══ Information given

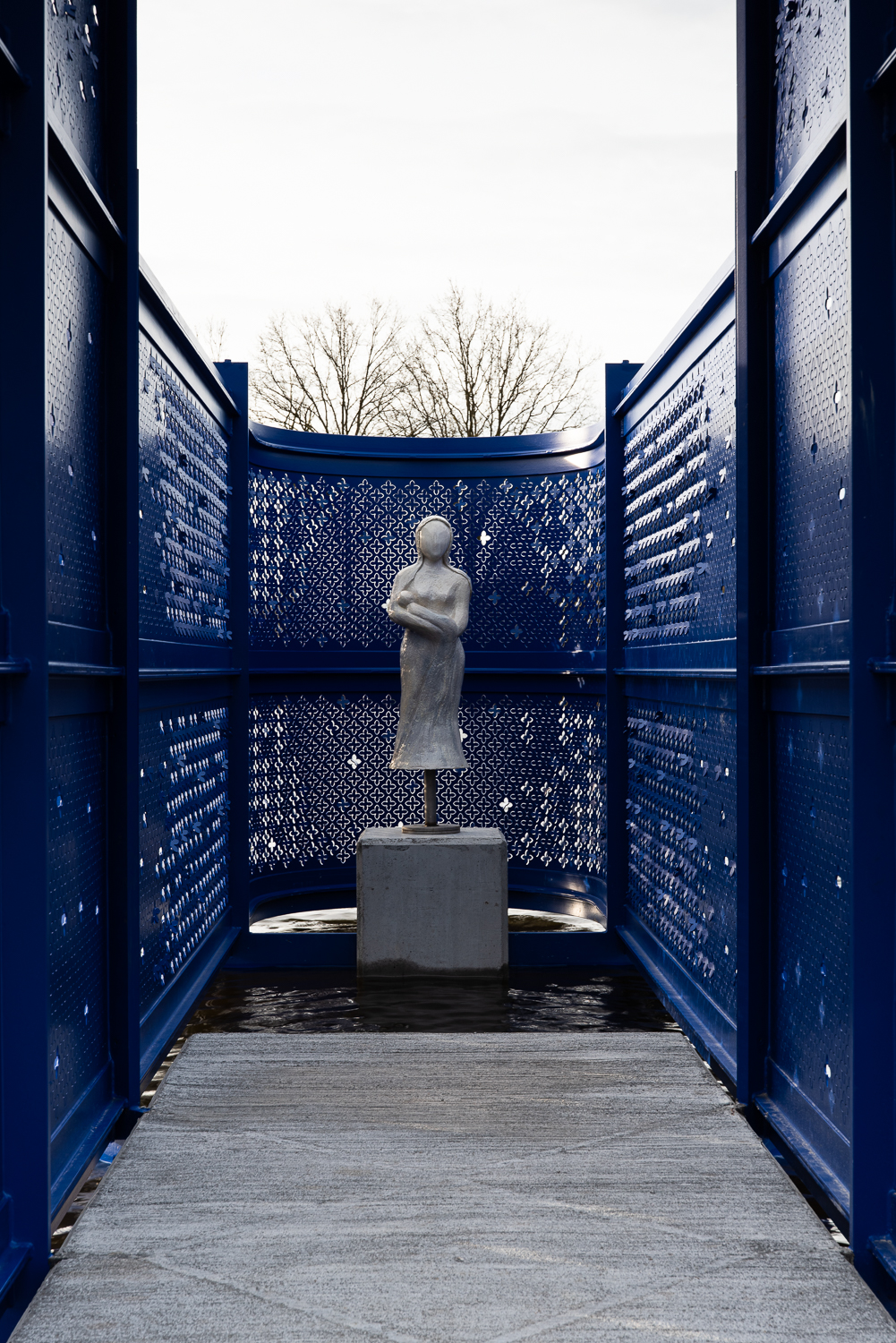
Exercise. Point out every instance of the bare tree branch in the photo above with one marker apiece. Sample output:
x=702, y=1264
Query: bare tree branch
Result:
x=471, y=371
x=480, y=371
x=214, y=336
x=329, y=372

════
══ Information given

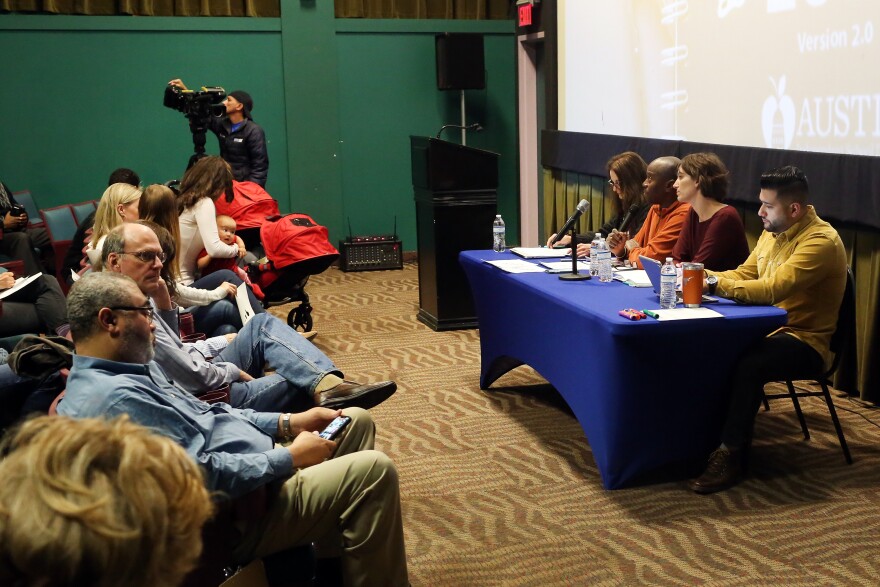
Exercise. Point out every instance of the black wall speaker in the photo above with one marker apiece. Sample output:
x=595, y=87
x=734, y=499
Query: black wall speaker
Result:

════
══ Information given

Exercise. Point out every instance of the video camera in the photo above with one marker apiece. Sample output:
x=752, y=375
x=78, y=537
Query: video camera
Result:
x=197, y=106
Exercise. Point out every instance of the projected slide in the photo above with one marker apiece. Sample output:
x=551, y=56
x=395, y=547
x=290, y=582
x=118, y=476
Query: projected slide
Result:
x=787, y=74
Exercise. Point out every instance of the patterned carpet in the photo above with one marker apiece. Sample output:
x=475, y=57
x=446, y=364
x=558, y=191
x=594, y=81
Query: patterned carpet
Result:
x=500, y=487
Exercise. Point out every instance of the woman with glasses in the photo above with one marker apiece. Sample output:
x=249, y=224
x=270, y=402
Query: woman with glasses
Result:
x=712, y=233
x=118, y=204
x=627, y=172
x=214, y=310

════

Set task:
Reproduce verbatim the lines of the rows above, starting at the line that contains "Exercise. Point out every instance of the bare" and stopping after the line that contains "x=329, y=372", with both of those lines included.

Solution for this task:
Exercise. Point out every instance of the bare tree branch in the photo above with one marker apiece. Sample output:
x=702, y=1264
Query: bare tree branch
Result:
x=471, y=371
x=480, y=371
x=214, y=336
x=329, y=372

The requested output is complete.